> **Direction**
Find each line in the entries below that contains the word "fish" and copy those lines. Case counts.

> **Listed records**
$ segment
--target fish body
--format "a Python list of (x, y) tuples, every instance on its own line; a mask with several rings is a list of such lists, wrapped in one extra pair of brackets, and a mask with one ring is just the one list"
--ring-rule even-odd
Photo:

--

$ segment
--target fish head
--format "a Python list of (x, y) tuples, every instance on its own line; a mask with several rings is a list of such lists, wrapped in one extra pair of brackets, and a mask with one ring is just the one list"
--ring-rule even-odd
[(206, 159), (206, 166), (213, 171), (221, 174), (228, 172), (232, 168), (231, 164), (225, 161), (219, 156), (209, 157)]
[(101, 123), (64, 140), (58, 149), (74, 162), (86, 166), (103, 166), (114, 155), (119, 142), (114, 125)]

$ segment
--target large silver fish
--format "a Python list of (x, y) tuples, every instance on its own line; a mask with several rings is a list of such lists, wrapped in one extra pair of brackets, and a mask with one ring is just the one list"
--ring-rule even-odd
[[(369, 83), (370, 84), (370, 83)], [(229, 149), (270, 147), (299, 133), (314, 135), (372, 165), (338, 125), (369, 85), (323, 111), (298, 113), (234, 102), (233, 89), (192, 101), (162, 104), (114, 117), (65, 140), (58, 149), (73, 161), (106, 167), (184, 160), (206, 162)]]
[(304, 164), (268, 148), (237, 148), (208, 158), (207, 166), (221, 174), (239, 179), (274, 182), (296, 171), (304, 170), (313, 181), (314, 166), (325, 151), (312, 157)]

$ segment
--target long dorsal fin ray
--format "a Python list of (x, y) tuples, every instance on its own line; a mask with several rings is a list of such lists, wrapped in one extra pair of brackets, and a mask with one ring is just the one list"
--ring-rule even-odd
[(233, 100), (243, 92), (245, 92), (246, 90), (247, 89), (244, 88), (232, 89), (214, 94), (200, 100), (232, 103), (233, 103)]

==

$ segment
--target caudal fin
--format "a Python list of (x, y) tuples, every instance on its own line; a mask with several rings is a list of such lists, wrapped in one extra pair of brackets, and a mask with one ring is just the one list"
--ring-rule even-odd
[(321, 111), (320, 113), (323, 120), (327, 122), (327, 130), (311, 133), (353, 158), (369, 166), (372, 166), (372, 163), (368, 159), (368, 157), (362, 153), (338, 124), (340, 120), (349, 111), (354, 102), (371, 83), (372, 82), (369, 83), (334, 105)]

> **Answer to this problem**
--target fish body
--target fish head
--target large silver fish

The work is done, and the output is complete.